Work order: Leave out the pictures and copy each record below exactly.

(Given data Opens)

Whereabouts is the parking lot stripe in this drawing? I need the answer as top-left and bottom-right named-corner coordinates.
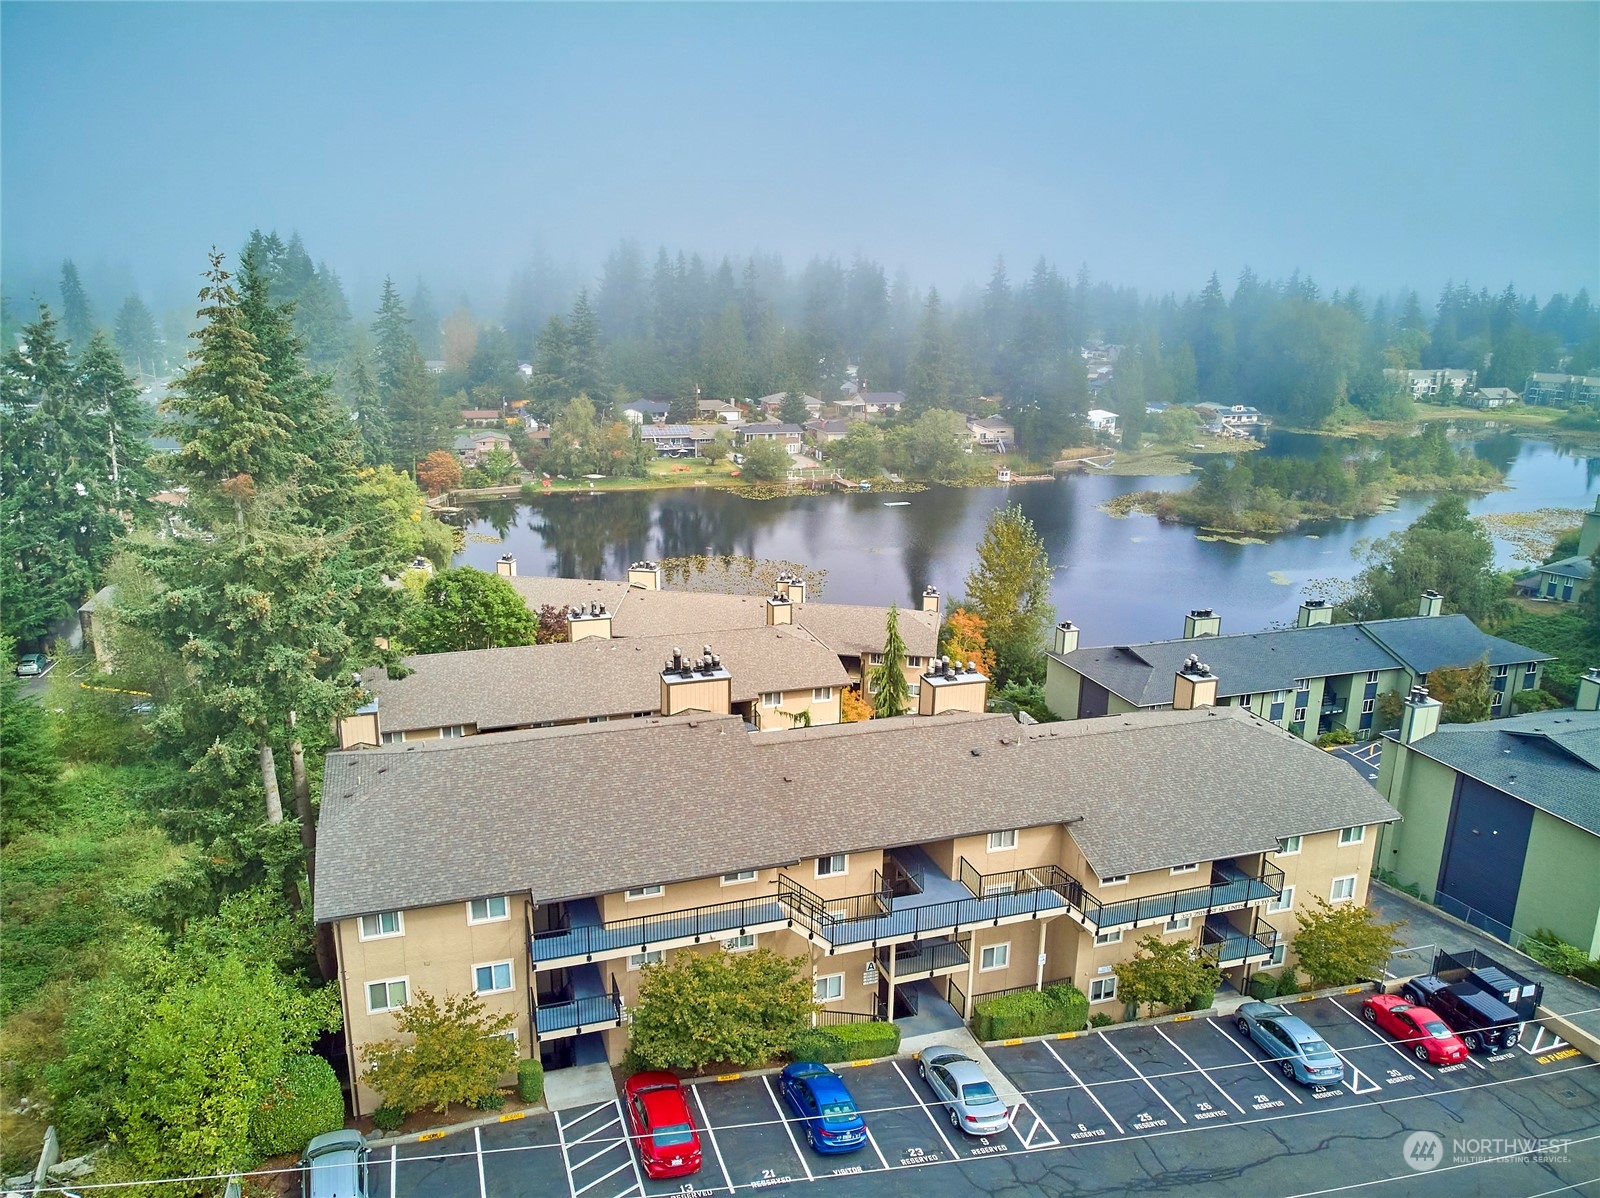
top-left (892, 1060), bottom-right (964, 1160)
top-left (1012, 1099), bottom-right (1061, 1148)
top-left (1154, 1024), bottom-right (1246, 1113)
top-left (474, 1126), bottom-right (487, 1198)
top-left (388, 1144), bottom-right (397, 1198)
top-left (1206, 1019), bottom-right (1303, 1103)
top-left (1328, 998), bottom-right (1436, 1080)
top-left (761, 1074), bottom-right (815, 1181)
top-left (568, 1111), bottom-right (623, 1147)
top-left (1041, 1040), bottom-right (1125, 1134)
top-left (864, 1126), bottom-right (892, 1171)
top-left (573, 1160), bottom-right (632, 1197)
top-left (1102, 1034), bottom-right (1187, 1124)
top-left (690, 1082), bottom-right (735, 1193)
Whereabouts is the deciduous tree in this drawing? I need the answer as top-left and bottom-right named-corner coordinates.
top-left (1112, 933), bottom-right (1221, 1018)
top-left (403, 567), bottom-right (538, 653)
top-left (1426, 657), bottom-right (1494, 724)
top-left (362, 990), bottom-right (516, 1114)
top-left (739, 437), bottom-right (792, 483)
top-left (938, 606), bottom-right (995, 677)
top-left (1292, 897), bottom-right (1404, 987)
top-left (628, 948), bottom-right (817, 1072)
top-left (1348, 496), bottom-right (1509, 625)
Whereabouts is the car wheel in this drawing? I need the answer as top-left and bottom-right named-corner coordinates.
top-left (917, 1061), bottom-right (926, 1079)
top-left (1237, 1017), bottom-right (1250, 1035)
top-left (1280, 1060), bottom-right (1296, 1080)
top-left (1414, 1045), bottom-right (1431, 1063)
top-left (807, 1128), bottom-right (818, 1150)
top-left (1503, 1033), bottom-right (1518, 1049)
top-left (1463, 1033), bottom-right (1481, 1051)
top-left (1363, 1005), bottom-right (1377, 1023)
top-left (948, 1109), bottom-right (961, 1130)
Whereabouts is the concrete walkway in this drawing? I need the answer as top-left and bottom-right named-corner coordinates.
top-left (541, 1062), bottom-right (618, 1112)
top-left (900, 1024), bottom-right (1024, 1111)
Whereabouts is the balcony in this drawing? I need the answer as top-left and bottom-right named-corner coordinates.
top-left (532, 893), bottom-right (790, 966)
top-left (533, 967), bottom-right (624, 1040)
top-left (1201, 913), bottom-right (1279, 966)
top-left (1089, 858), bottom-right (1284, 932)
top-left (880, 936), bottom-right (969, 981)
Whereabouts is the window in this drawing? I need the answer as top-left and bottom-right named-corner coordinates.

(Given data Closes)

Exercise response:
Whereabouts is the parking lot stripe in this drawing? I need the answer as top-left and bottom-right named-corner coordinates.
top-left (892, 1060), bottom-right (964, 1160)
top-left (1012, 1099), bottom-right (1061, 1148)
top-left (1154, 1024), bottom-right (1246, 1113)
top-left (474, 1126), bottom-right (487, 1198)
top-left (388, 1144), bottom-right (397, 1198)
top-left (1206, 1019), bottom-right (1303, 1103)
top-left (1328, 998), bottom-right (1436, 1080)
top-left (761, 1074), bottom-right (815, 1181)
top-left (568, 1111), bottom-right (623, 1147)
top-left (1041, 1040), bottom-right (1125, 1134)
top-left (864, 1126), bottom-right (892, 1171)
top-left (573, 1160), bottom-right (632, 1197)
top-left (1102, 1034), bottom-right (1187, 1124)
top-left (690, 1082), bottom-right (735, 1193)
Whereabouts is the deciduous tree in this drawing? I need the answer as top-left and bottom-right named-corner coordinates.
top-left (1112, 933), bottom-right (1221, 1018)
top-left (403, 567), bottom-right (538, 653)
top-left (1426, 657), bottom-right (1494, 724)
top-left (362, 990), bottom-right (516, 1114)
top-left (739, 437), bottom-right (792, 483)
top-left (938, 606), bottom-right (995, 677)
top-left (1292, 897), bottom-right (1404, 987)
top-left (628, 948), bottom-right (817, 1072)
top-left (1348, 496), bottom-right (1509, 625)
Whereabouts is the car wheel in this drawing? I need the answer as top-left and bottom-right named-corner coordinates.
top-left (917, 1061), bottom-right (926, 1079)
top-left (1237, 1017), bottom-right (1250, 1035)
top-left (1280, 1060), bottom-right (1296, 1080)
top-left (1414, 1045), bottom-right (1431, 1063)
top-left (807, 1128), bottom-right (818, 1150)
top-left (1503, 1033), bottom-right (1518, 1049)
top-left (1463, 1033), bottom-right (1481, 1051)
top-left (1363, 1005), bottom-right (1377, 1023)
top-left (948, 1109), bottom-right (961, 1130)
Whereabouts is the concrete walkway in this drawing? I need the answer as top-left and bottom-right named-corner coordinates.
top-left (541, 1062), bottom-right (618, 1112)
top-left (900, 1024), bottom-right (1024, 1111)
Whereabouts is the balcony in this drawing? I need the answer as top-left and bottom-right named-corner coordinates.
top-left (532, 893), bottom-right (790, 966)
top-left (533, 967), bottom-right (624, 1040)
top-left (1201, 913), bottom-right (1279, 966)
top-left (1089, 858), bottom-right (1284, 932)
top-left (880, 936), bottom-right (969, 981)
Whereabouts is the window in this drawing? I need the answer as top-left and bottom-right named-corner coordinates.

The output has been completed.